- **BRIEF**: Copy every line of the records below, putting "locator" wherever "detector" appears and changing nothing else. Leave the pictures out of your copy.

----------

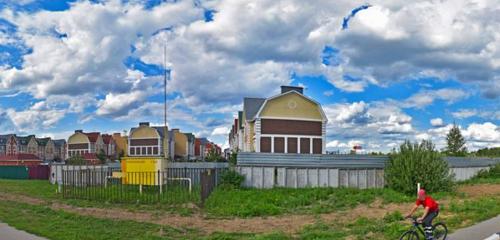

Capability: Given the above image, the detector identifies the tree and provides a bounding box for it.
[446,124,467,157]
[384,140,453,194]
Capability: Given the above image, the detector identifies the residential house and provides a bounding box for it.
[113,133,128,157]
[172,128,188,159]
[16,135,40,158]
[0,134,17,155]
[231,86,328,154]
[54,139,66,161]
[36,138,55,161]
[127,122,168,157]
[66,130,104,162]
[194,138,209,160]
[102,134,117,160]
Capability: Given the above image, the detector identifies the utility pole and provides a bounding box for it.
[163,42,170,162]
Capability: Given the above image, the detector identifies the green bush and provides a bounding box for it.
[385,140,453,194]
[220,170,245,188]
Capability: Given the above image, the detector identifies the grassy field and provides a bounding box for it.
[205,188,414,217]
[0,178,500,240]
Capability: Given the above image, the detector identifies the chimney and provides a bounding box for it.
[281,86,304,94]
[139,122,149,127]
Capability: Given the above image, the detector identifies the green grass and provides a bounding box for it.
[0,179,199,215]
[4,180,500,240]
[0,179,61,200]
[205,188,413,217]
[0,201,290,240]
[0,201,201,240]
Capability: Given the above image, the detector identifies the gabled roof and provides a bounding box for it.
[83,132,101,143]
[152,126,171,139]
[16,135,35,146]
[54,139,66,147]
[101,134,113,144]
[243,98,266,120]
[198,138,209,145]
[36,138,50,146]
[254,90,328,121]
[184,133,195,142]
[0,134,16,145]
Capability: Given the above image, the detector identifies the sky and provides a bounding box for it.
[0,0,500,152]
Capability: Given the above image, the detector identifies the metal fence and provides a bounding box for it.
[60,167,226,204]
[0,165,50,180]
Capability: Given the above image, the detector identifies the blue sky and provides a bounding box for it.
[0,0,500,151]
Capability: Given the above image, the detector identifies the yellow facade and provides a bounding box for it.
[130,126,160,139]
[258,92,323,120]
[174,130,188,157]
[121,157,166,185]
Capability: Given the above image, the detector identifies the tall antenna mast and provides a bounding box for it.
[163,43,167,127]
[163,42,170,160]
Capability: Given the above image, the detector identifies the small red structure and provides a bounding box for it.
[0,153,42,166]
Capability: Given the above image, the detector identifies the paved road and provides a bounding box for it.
[0,222,47,240]
[449,216,500,240]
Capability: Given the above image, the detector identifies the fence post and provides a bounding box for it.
[158,170,163,199]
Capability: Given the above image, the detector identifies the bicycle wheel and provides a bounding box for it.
[432,223,448,240]
[399,231,419,240]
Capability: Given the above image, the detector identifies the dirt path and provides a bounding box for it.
[0,185,500,234]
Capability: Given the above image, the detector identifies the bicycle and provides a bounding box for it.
[399,217,448,240]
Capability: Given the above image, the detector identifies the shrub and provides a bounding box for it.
[385,140,453,194]
[220,170,245,188]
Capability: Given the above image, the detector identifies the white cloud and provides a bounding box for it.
[96,91,146,116]
[463,122,500,144]
[323,90,333,97]
[451,109,500,120]
[211,127,230,136]
[430,118,444,127]
[452,109,477,119]
[402,88,470,108]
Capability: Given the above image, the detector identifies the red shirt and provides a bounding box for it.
[415,196,439,212]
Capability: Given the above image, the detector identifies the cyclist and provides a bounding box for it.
[406,189,439,240]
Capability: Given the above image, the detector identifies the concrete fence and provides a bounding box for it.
[236,153,500,189]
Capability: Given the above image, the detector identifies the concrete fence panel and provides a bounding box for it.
[236,153,500,189]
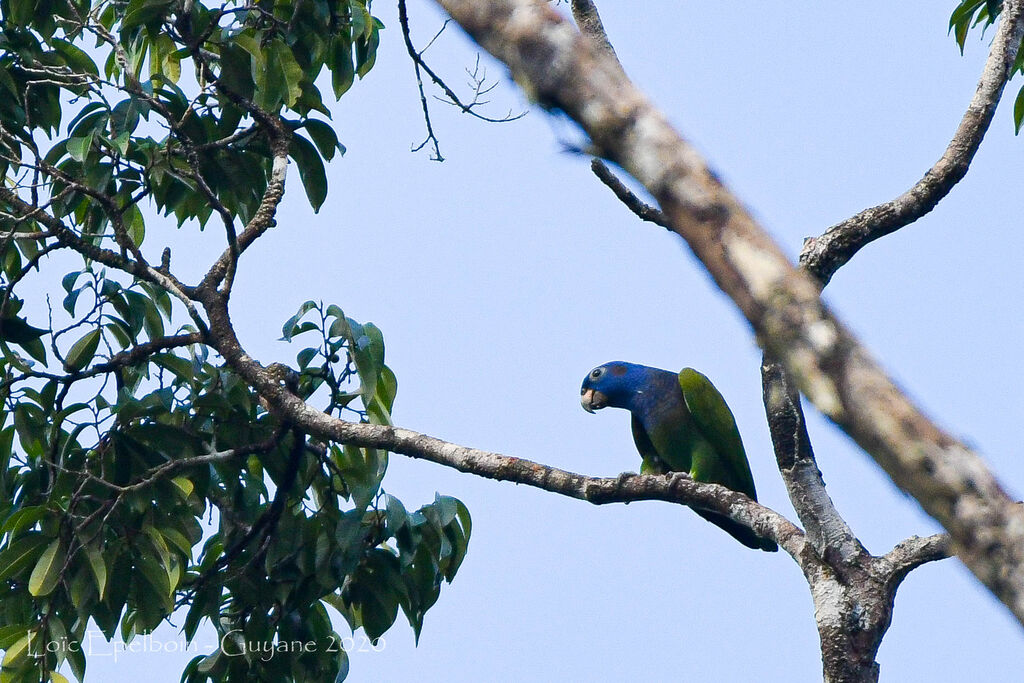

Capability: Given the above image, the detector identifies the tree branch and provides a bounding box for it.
[439,0,1024,622]
[877,533,952,593]
[800,0,1024,286]
[590,159,672,230]
[761,354,867,564]
[572,0,618,59]
[197,292,806,562]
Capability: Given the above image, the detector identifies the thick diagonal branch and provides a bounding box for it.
[200,291,806,562]
[800,0,1024,285]
[430,0,1024,621]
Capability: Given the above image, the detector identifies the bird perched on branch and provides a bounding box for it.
[580,360,778,552]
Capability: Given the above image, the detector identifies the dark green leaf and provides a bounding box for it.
[289,133,327,211]
[65,328,102,373]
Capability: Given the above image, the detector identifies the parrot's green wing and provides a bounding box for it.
[679,368,758,501]
[630,416,669,474]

----------

- **RESULT FOR THIS EXERCISE**:
Capability: Given the above image, the locator identifies the tree and provides a bounding box for it.
[446,124,467,157]
[384,140,453,194]
Capability: Given the above image, the locator identifies the residential house and provides a bounding box for it.
[113,133,128,157]
[172,128,188,159]
[16,135,40,158]
[0,134,17,155]
[231,86,328,154]
[54,139,66,161]
[36,138,55,161]
[127,122,168,157]
[66,130,104,162]
[194,138,209,160]
[102,134,117,160]
Capability: Given the above image, the locator identifies the utility pole and provides a bounding box for it.
[163,42,170,162]
Capability: Given the above image, the locator identifies the green bush and provides a bounding box for it.
[385,140,453,194]
[220,170,245,188]
Capability: Given the above image, the locator identifies the grassy field and provides a bounding box for it.
[205,188,414,217]
[0,178,500,240]
Capability: Given the above image, the locator identifies the chimney and provides a bounding box for it.
[281,86,304,94]
[139,122,149,127]
Capability: Given the above image, the locator identifies the green grass and provides a bounding box for it.
[0,179,199,215]
[4,180,500,240]
[0,179,61,200]
[205,188,413,217]
[0,201,290,240]
[0,201,201,240]
Capability: Given the above image, the locator identifies the gabled roof and provides a bounding box for it.
[83,132,101,143]
[152,126,171,139]
[16,135,35,146]
[54,139,66,147]
[101,134,113,144]
[243,98,266,120]
[198,138,209,145]
[36,138,50,146]
[254,90,328,121]
[184,133,195,142]
[0,134,16,145]
Capability: Given the above image, the locator identifies the sky and provides a bounding box for it.
[0,0,500,152]
Capability: Given the above image, the locator identifies the metal fence and provides a bounding box for it.
[60,167,226,204]
[0,165,50,180]
Capability: Given the above image, the locator identifies the blue sky and provides a bounding box for it.
[0,0,500,151]
Capability: Given the above image, the locator identifies the yellow facade and provides a bounding box for it.
[130,126,160,139]
[258,92,323,120]
[174,130,188,157]
[121,157,166,185]
Capability: Given the above image, the locator identifies the tall antenna mast and provides a bounding box for it.
[163,43,167,127]
[163,42,170,160]
Capability: Given the above image, the locator identifies the small red structure and provides a bounding box for it.
[0,153,42,166]
Capability: Given the above image, the locator identifies the paved road and provides a bounding box for it.
[0,222,47,240]
[449,216,500,240]
Capability: Given the above image, the locator identifies the fence post and provides a bounding box for it.
[158,170,163,199]
Capability: Given the above image, the locator identifies the bicycle wheel and provides a bounding box for it.
[432,223,448,240]
[399,231,419,240]
Capability: Given the above image, the locator identifies the dirt path and provides a bounding box for it.
[0,185,500,234]
Capability: Given the above image, the locator identifies the bicycle and provides a bounding box for it.
[399,217,448,240]
Capability: Given the above image, the locator identifies the shrub and provides a bounding box for it.
[385,140,453,194]
[220,170,245,188]
Capability: Given the above image, the locator identifies the white cloud and provides a bounding box for it.
[96,91,146,116]
[463,122,500,144]
[323,90,333,97]
[451,109,500,120]
[211,127,230,136]
[430,118,444,127]
[452,109,477,119]
[402,88,470,108]
Capability: Given the above image, the locator identifies the red shirt and provides a bounding box for it.
[415,196,439,212]
Capability: Given the above image, the locator identifies the cyclist and provides a bounding box for it.
[406,189,439,240]
Capability: Given the above image, the locator identifies the concrete fence and provides a bounding box for it.
[236,153,500,189]
Capability: Given the above image, the locator identifies the concrete fence panel and provides a bounding box for it.
[236,153,500,189]

Capability: Given the above image, the locator identifies the tree branch and provides a bounding box for it.
[439,0,1024,622]
[877,533,952,593]
[800,0,1024,286]
[590,159,672,230]
[761,354,867,564]
[572,0,618,59]
[197,292,806,562]
Capability: Given the above image, the locator identifies the thick diagonal branch and provides a bounding box for it.
[200,291,806,562]
[800,0,1024,285]
[430,0,1024,621]
Capability: Given the above image, the locator identifies the bird perched on branch and provides a bounding box for it.
[580,360,778,552]
Capability: Given the above image, the locator identifies the dark green leaf and provides a bounding box for it.
[289,133,327,211]
[65,328,102,373]
Capability: Given the above image, the locator identifies the parrot's green wing and provides a bounding box for it.
[679,368,758,501]
[630,416,669,474]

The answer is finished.